| Task to complete |
Word for word, repeat the lines of the records from the one containing "Drop one point on every instance of the headlight" through the last line, both included.

| Data records |
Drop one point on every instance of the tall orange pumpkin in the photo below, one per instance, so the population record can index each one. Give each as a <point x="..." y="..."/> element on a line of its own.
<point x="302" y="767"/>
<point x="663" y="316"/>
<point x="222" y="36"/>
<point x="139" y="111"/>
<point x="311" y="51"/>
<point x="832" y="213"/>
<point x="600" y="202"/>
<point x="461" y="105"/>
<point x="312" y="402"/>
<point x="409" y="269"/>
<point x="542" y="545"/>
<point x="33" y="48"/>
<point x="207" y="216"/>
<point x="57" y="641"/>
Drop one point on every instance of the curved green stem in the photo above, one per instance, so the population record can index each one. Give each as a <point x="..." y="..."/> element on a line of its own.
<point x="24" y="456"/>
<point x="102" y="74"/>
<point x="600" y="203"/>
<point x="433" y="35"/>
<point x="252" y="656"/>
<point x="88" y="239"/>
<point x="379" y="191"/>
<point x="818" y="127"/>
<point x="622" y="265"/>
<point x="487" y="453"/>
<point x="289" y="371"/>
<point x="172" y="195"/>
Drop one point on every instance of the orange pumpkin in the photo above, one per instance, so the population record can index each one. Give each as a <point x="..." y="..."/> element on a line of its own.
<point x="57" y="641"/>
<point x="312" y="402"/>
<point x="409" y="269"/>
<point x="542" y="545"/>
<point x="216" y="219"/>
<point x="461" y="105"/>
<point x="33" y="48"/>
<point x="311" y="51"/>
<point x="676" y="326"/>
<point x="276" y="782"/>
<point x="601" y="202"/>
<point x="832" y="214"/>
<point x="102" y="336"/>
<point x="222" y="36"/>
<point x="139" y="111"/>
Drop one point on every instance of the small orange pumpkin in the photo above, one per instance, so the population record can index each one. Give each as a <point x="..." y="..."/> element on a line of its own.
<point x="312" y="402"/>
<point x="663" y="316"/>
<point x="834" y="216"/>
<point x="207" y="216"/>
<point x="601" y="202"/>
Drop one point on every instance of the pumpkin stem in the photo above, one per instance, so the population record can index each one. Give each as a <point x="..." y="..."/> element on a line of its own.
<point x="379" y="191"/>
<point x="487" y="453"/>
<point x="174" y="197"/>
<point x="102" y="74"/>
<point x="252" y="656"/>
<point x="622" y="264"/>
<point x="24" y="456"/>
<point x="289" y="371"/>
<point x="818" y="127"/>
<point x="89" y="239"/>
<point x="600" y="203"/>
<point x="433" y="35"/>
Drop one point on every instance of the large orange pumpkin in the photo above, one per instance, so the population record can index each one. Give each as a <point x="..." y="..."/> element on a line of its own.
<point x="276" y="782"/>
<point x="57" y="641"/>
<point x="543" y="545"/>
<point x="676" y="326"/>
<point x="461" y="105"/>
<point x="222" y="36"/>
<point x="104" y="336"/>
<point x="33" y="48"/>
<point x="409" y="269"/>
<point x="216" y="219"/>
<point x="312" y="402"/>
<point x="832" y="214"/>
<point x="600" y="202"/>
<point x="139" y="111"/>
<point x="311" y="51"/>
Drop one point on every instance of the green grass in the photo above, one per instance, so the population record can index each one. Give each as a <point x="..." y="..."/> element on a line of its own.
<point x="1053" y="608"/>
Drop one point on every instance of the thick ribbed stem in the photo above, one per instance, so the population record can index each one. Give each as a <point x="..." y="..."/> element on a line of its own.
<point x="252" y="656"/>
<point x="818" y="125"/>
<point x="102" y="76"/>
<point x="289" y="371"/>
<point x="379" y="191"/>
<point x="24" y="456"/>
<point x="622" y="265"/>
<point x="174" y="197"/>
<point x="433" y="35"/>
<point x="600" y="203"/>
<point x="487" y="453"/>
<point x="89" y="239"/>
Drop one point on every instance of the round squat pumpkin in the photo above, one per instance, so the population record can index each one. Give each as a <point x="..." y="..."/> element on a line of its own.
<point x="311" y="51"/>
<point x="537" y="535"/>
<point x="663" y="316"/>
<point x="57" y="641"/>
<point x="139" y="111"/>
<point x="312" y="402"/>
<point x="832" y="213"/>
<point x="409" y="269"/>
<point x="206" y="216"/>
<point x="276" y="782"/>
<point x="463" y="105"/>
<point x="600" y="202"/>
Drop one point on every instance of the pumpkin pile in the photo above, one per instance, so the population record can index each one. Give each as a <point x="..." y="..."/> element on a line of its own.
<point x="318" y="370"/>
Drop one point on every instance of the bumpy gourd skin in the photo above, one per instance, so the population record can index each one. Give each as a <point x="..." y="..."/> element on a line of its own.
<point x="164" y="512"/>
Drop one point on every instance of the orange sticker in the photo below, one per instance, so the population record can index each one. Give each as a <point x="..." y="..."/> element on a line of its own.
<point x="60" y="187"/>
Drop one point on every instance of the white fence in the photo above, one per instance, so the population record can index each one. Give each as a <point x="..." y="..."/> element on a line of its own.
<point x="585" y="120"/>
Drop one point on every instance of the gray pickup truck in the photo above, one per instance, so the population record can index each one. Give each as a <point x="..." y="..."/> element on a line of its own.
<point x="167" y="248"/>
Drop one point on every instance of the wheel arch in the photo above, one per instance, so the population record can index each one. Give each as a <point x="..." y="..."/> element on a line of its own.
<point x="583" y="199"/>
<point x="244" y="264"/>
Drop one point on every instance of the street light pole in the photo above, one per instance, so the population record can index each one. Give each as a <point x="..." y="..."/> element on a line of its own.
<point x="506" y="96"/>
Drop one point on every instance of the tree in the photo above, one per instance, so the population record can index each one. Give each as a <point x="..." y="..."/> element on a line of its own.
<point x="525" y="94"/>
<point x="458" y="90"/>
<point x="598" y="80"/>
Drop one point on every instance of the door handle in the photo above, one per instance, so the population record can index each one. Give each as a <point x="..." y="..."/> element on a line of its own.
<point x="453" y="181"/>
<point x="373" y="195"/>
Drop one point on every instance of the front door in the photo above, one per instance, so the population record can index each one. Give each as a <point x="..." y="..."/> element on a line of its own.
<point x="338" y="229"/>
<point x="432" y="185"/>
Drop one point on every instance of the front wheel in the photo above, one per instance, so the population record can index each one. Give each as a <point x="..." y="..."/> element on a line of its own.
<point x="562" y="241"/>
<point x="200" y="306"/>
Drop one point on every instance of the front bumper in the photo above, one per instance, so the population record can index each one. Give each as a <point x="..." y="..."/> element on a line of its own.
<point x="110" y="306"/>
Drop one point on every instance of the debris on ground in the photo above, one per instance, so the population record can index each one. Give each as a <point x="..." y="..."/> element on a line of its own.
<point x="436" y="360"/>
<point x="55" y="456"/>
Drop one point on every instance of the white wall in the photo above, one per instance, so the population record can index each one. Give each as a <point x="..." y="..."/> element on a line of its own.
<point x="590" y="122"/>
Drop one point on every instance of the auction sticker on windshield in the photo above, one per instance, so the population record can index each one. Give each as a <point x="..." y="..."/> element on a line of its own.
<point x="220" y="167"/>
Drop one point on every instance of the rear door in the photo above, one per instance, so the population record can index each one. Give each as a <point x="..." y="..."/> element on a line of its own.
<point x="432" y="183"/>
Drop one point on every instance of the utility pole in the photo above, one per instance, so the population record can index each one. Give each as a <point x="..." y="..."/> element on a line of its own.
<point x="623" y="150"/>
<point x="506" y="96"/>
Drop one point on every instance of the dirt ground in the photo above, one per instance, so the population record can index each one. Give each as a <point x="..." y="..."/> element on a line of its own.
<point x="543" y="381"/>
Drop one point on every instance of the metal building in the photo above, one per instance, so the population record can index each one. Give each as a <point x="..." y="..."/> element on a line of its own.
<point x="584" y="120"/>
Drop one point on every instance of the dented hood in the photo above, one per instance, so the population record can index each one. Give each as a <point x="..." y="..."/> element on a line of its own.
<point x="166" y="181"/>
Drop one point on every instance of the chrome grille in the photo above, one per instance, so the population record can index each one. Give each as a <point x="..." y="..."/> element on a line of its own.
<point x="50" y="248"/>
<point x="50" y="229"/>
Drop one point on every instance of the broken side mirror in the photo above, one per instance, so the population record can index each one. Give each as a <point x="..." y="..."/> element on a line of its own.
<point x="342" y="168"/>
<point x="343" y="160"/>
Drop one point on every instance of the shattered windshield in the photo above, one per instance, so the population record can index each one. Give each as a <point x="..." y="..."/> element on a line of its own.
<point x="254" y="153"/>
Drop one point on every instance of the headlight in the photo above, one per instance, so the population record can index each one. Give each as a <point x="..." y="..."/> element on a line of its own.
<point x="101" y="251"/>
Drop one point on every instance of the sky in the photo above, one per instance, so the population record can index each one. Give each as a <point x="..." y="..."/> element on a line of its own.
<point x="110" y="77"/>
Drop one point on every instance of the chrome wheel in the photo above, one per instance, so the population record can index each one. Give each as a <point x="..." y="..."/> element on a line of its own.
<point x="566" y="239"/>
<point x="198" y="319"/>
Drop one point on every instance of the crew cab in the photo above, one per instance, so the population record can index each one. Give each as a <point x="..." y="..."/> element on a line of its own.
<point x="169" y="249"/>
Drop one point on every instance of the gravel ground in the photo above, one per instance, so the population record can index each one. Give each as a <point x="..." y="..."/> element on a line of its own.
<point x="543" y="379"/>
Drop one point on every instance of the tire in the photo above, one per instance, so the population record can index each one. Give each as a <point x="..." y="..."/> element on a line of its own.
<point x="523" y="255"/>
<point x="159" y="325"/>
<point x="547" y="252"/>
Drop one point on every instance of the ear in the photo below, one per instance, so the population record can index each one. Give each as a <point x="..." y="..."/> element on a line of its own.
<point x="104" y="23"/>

| Exercise output |
Drop one point on every instance of the headlight in the photo above, one per instance, so the population record can index each one. Give each as a <point x="..." y="..."/> element on a line of its own.
<point x="101" y="251"/>
Drop one point on every instance of the sky in the photo above, one per instance, so the population record can index each one. Give each as a <point x="..." y="..."/> element on a line of its own.
<point x="110" y="77"/>
Drop one point on every instance of the chrome wheel in the photo above, one per instance, so the population record can index each one. Give each as a <point x="..." y="..."/> element on a line of its own.
<point x="566" y="239"/>
<point x="198" y="319"/>
Drop one point on every instance of the crew cab in the photo above, one per instance, so the population record can index each one. Give each as a <point x="..." y="..."/> element on a line of its own.
<point x="169" y="249"/>
Drop one point on every instance of the gravel ground in the photo above, one per instance, so the population record can index each one. Give each as a <point x="..." y="..."/> element on a line of its own.
<point x="543" y="379"/>
Drop one point on every instance of the tire in the photo above, one per instance, so the population record can index each one. Give each as a <point x="..." y="..."/> element on a line of its own.
<point x="523" y="255"/>
<point x="159" y="325"/>
<point x="547" y="252"/>
Drop one point on every instance of the ear in the photo below, one per instance, so the population record can index each one. Give each as a <point x="..." y="..."/> element on a line of its own.
<point x="104" y="23"/>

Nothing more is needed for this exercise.